== Entries shown

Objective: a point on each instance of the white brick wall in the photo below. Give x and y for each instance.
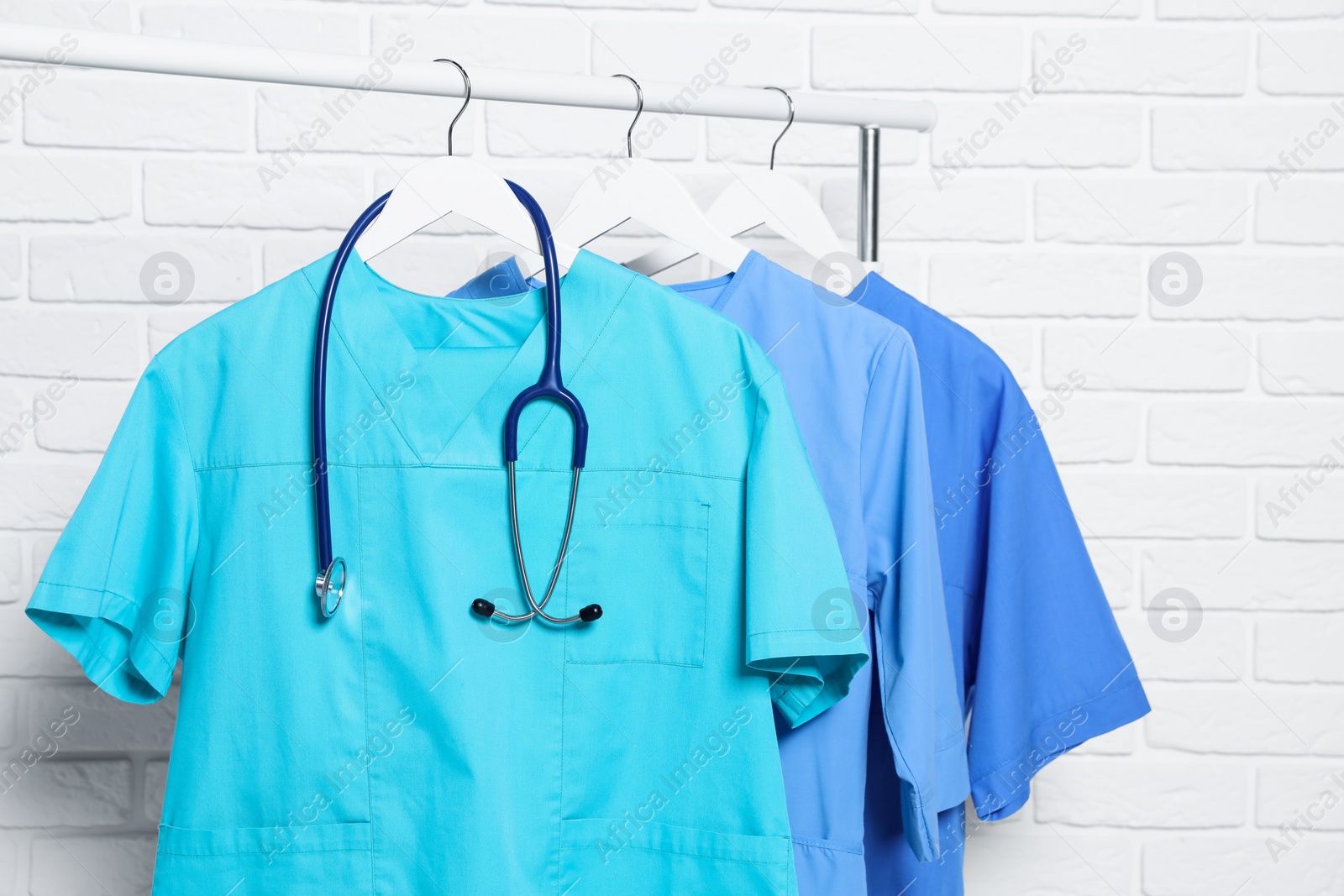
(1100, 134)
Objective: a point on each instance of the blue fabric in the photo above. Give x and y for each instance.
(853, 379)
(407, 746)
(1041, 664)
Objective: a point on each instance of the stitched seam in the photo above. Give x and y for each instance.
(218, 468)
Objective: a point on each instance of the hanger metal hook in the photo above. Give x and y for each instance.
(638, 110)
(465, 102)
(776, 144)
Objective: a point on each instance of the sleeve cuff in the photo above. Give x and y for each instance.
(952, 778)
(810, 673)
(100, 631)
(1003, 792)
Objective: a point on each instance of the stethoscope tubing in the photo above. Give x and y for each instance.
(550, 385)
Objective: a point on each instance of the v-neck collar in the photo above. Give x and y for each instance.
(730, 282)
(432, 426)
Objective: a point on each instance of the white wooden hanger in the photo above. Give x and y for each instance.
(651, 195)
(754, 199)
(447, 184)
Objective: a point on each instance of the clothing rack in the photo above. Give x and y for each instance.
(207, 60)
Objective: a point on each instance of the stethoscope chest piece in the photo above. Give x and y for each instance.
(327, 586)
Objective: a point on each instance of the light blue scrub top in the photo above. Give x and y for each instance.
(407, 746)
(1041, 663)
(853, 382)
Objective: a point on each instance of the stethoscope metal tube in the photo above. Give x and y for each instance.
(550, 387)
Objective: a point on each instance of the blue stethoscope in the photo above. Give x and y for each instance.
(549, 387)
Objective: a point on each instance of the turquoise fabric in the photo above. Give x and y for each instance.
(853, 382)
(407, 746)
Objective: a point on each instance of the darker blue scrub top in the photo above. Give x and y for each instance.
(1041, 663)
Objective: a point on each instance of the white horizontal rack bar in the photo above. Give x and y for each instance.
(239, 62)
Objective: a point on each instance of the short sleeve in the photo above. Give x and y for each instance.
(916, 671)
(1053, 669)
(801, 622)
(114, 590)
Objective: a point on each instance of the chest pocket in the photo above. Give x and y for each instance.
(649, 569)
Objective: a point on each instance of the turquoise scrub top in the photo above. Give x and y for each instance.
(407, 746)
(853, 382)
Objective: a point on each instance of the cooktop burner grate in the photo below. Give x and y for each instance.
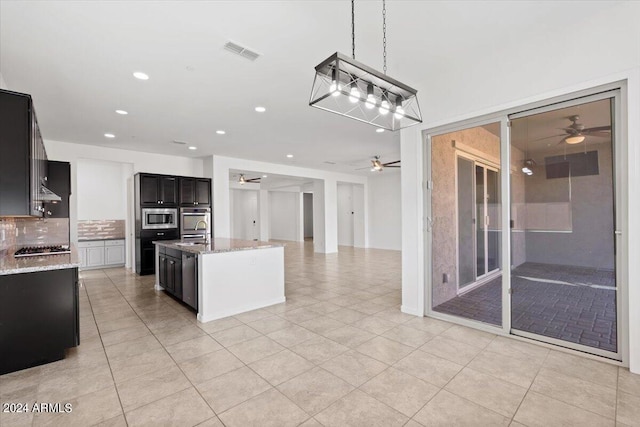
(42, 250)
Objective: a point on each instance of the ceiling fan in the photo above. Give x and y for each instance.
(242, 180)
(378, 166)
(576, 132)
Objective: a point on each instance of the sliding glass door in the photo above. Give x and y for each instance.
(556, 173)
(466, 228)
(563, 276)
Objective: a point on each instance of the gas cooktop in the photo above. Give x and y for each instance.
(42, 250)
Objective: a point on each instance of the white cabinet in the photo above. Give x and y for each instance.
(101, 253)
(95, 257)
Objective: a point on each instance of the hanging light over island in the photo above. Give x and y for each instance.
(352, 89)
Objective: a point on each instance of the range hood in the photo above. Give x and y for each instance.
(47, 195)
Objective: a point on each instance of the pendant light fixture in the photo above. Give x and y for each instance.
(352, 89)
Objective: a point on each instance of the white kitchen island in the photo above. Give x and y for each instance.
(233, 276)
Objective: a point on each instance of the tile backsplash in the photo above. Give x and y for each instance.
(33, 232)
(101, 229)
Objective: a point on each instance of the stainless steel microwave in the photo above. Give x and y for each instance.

====

| Exercise objective |
Leave images out of the retyped records; keep all else exact.

| Your response |
Objective: a point on each instance of the white brick wall in the photo below. Give x and y for each instance.
(1100, 134)
Objective: a point on each instance of the blue fabric in the photo above. Give x and y for each instance.
(853, 379)
(407, 746)
(1041, 664)
Objective: a point on each instance of the stitched seam in the photo above. Give x and y for each instance.
(218, 468)
Objective: a point on each instance of the hanger metal hook in the photo above. Give x and y for each instance.
(638, 110)
(465, 102)
(776, 144)
Objective: a point on each instance of the sleeve cuff in the photo above. Give x and y for each instance.
(952, 778)
(810, 673)
(100, 631)
(1003, 792)
Objective: a point on each instance of the stethoscope tubing in the photo above. Give x and y for each instance.
(550, 385)
Objective: a point on each instance of the v-neck collar in the photo above. Give x and y for each instance.
(730, 282)
(432, 426)
Objective: a point on each instance of the white wooden hanger in the photo above. Give x and y for each instance.
(651, 195)
(754, 199)
(447, 184)
Objective: a point on each instance of the clothing rack in the photo above. Give x and y for each instance.
(207, 60)
Objective: a point on each instance of the stethoscope chest piece in the photo above. Give x and y for each instance.
(327, 586)
Objective: a point on each instance of the light blue scrub top in the photo above. Give x and y for each instance.
(407, 746)
(1041, 663)
(853, 382)
Objective: a point on each instance of the stethoscope metal tube in the photo above. Give x and y for each instance.
(550, 387)
Objective: a point on each instance of the blue stethoscope in the photo above. Give x and y for each instance.
(549, 387)
Objective: a point on each instance of the turquoise fabric in the photo above. Give x and y for each instance.
(853, 382)
(407, 746)
Objective: a point on each instance of the darker blue scrub top in the photo above. Give x and y for each instance.
(1041, 663)
Objective: a point on each instance of the white horizontal rack bar in the photo above. Give x and y for each instance.
(239, 62)
Objective: a point on each instance of the short sleeve in the photo above. Give x and y for each instance.
(916, 671)
(1053, 669)
(801, 622)
(114, 590)
Objective: a point on each instance of the chest pocket in the photo above. Give x and y for each instance.
(649, 569)
Objective: a point on each instance of the turquoise scrub top in the photo above. Give x and y for each instance.
(407, 746)
(853, 382)
Objective: a point on each instance of the cooktop burner grate in the photo below. Give x and y for each instance.
(42, 250)
Objective: a point on each instance of the ceiling fan in the photo above. Give x and y for each instance.
(242, 180)
(378, 166)
(576, 132)
Objective: a point on each instance of the sliding glass door in the photo above. Give x and y for each instance.
(556, 173)
(466, 228)
(563, 276)
Objective: a point on each instance of the gas cooktop in the photo above. Give x and y for each instance.
(42, 250)
Objective: a point on each instance of the white cabinet in the photo above. Give x and y for each instance.
(101, 253)
(95, 257)
Objective: a point on each instance of the hanging light over island in the photo above. Give x and y for each instance.
(352, 89)
Objective: a point on each instance of the range hood in the photo above. Give x and y for each instance.
(47, 195)
Objective: a point on each instance of the pendant light fixture in the photo above. Give x and y for each instance.
(352, 89)
Objective: a point on each instance of the white kitchen island in the photo above. Give x and y for each instance.
(233, 276)
Objective: a point on each instance of the tile backsplash in the photo above. Give x and y for each instance.
(33, 232)
(101, 229)
Objective: a point on each instance of the stainless steel microwave in the photo above. Give x and y for each instance.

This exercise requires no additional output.